=== Assigned task ===
In the records below, the line with "flower center in" opens the range and the line with "of the hairy" closes it; print that range exactly and nothing else.

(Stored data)
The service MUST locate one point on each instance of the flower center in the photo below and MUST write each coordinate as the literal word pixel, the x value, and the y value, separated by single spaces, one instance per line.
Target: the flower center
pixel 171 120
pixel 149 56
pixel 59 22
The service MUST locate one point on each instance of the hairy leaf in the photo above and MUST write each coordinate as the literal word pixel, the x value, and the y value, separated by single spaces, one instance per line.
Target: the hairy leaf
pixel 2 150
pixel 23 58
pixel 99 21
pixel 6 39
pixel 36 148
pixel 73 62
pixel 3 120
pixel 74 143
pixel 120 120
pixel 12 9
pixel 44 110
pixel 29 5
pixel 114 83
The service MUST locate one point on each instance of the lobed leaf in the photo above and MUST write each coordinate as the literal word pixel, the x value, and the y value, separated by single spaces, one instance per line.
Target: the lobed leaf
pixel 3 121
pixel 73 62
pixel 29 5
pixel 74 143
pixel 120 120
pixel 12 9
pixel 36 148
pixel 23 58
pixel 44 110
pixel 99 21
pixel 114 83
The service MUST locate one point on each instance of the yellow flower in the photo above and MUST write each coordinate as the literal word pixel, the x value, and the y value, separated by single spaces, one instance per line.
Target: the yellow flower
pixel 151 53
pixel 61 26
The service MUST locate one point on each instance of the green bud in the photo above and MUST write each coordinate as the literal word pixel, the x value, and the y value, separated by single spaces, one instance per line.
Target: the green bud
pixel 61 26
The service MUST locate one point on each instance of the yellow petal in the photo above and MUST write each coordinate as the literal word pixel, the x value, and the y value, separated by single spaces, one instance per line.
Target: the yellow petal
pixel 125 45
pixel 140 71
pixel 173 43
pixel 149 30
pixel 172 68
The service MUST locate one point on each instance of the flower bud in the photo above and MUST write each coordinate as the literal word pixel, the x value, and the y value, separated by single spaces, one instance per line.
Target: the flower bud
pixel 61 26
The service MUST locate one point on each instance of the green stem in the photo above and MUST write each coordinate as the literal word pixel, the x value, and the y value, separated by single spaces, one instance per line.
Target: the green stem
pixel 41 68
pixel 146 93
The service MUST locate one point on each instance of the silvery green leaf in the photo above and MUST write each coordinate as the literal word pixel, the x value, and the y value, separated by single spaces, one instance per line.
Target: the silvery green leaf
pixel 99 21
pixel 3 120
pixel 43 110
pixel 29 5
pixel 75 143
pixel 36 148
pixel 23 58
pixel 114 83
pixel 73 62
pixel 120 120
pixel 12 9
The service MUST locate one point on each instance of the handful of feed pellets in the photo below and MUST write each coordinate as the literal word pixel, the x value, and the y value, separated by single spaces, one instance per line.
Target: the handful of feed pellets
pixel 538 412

...

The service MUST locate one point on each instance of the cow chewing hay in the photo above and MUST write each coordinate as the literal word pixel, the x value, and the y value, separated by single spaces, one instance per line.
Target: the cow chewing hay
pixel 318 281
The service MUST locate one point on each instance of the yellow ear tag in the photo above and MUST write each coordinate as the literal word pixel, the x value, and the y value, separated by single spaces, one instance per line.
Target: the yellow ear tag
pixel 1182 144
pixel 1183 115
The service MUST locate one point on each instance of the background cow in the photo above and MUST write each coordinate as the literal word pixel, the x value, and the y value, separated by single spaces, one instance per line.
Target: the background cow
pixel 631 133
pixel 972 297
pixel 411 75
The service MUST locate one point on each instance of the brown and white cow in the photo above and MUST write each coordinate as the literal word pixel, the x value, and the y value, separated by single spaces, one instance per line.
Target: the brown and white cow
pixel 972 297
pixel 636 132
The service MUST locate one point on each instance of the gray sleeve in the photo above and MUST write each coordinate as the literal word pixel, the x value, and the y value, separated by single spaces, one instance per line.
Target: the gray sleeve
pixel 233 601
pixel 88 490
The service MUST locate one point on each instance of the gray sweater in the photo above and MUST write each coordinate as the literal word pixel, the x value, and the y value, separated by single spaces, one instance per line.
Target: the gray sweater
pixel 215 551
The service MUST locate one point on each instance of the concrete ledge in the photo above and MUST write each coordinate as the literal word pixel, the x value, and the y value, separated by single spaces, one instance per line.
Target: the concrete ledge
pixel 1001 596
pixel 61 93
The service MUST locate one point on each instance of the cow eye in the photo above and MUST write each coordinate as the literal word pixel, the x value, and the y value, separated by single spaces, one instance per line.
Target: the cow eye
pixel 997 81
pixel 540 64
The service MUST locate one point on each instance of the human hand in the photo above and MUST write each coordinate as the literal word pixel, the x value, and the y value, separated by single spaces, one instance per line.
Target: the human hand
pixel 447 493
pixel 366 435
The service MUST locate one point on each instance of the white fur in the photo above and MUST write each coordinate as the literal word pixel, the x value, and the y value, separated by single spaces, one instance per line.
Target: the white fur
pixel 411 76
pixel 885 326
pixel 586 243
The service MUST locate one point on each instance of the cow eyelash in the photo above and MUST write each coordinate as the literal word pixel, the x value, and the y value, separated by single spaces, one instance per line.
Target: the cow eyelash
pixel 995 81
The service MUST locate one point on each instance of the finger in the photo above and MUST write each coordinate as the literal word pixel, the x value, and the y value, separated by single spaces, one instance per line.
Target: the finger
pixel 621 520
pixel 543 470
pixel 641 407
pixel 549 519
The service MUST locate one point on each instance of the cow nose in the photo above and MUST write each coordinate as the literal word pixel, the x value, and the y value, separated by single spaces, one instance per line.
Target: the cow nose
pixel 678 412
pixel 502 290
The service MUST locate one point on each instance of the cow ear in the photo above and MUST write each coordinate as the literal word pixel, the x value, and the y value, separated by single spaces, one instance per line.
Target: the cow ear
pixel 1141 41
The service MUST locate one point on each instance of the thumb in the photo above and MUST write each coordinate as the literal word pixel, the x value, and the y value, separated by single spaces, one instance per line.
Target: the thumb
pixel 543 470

=== Your response ===
The service MUST locate one point on each instance of the flower center in the photo below and MUST write each coordinate as the literal word pixel, the x value, and the y value, separated by single spaces, one instance per line.
Target: the flower center
pixel 171 120
pixel 149 56
pixel 59 22
The service MUST locate one point on each instance of the hairy leaf in the photo above and MUST write each coordinate as the literal word pixel, the x value, and the y value, separated by single spaces, one instance per line.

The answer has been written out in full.